GIVEN REQUEST: Rewrite the listing from the line containing "locate the forested hill in the photo above." through the end of the listing, both included, keeping every request and adding 119 to both numbers of each coordinate pair in the answers. Leave the pictures out.
BEGIN EXERCISE MATERIAL
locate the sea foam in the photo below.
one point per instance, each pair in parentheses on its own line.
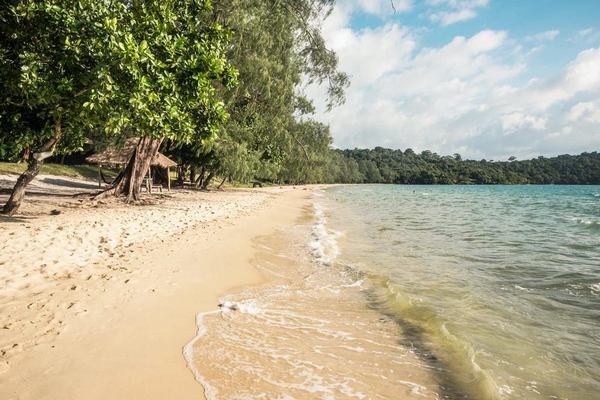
(324,244)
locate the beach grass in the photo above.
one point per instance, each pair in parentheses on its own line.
(73,171)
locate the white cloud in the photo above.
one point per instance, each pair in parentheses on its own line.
(546,36)
(459,97)
(453,11)
(516,120)
(585,111)
(380,8)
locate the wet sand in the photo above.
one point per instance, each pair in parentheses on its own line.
(109,318)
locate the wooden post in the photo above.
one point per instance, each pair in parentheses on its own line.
(168,179)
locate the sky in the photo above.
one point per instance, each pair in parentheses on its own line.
(483,78)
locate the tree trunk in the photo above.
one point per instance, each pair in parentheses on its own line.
(200,180)
(33,168)
(207,181)
(192,174)
(130,181)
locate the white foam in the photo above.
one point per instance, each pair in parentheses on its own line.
(324,244)
(188,354)
(245,307)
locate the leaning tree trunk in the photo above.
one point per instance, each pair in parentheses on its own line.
(207,181)
(129,183)
(222,182)
(200,181)
(33,168)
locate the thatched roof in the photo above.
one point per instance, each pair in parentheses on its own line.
(120,156)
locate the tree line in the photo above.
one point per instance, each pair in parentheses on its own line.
(380,165)
(214,84)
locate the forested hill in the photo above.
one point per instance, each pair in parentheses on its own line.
(382,165)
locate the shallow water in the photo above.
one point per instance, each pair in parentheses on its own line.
(400,292)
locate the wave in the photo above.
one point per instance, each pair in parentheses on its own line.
(188,354)
(324,246)
(429,333)
(588,223)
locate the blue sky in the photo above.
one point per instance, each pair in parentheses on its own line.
(486,78)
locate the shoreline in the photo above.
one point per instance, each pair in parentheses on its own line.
(127,338)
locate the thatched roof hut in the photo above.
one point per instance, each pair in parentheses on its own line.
(120,156)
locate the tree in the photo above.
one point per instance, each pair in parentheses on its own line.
(50,67)
(171,59)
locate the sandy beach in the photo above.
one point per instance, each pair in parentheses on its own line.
(98,298)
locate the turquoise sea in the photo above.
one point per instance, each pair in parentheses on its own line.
(417,292)
(498,287)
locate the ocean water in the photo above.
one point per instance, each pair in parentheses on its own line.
(441,292)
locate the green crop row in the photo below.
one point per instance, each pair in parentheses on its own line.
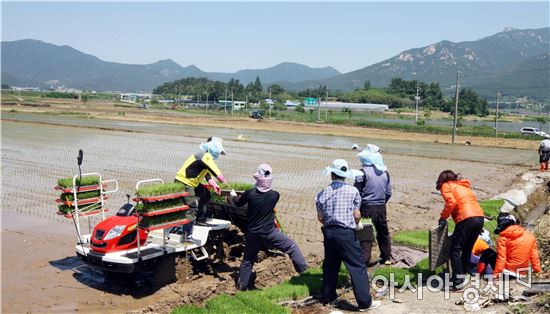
END EXERCISE MATERIAL
TASK RESPONSE:
locate the forested hill in the photo above.
one point per instance, each pair in parentheses on its own line.
(501,284)
locate the shallow water in the photo above.
one point per instance, each pair in parentheses on its own line.
(519,411)
locate the wave in the photo above.
one point per instance, each pair in parentheses on its own line.
(307,473)
(443,365)
(548,452)
(707,342)
locate the blue sky in the photo above.
one point per instance, each pair in parentheses on its own line.
(605,197)
locate the shoreline in the photo above.
one point per instance, each pair in parentheses on its own line.
(246,457)
locate the thatched roof hut in the photo above.
one point per instance, each pair in parentheses on its own line.
(239,275)
locate the tree in the photo above.
one point per instance, each pair in parentheses on its own line.
(169,186)
(290,178)
locate the sandy beach in the photo above.
one point per instance, each pair in parentheses on its own line.
(217,417)
locate the turquoise sea in the photo above.
one point per instance, each pair in parentheses on its own line.
(536,411)
(617,406)
locate the ocean water in the photo above.
one point per instance, each pair in parentheses on its own line.
(560,411)
locate the green crop row in the photo below.
one point per instance, each pair in parentheses on its own line.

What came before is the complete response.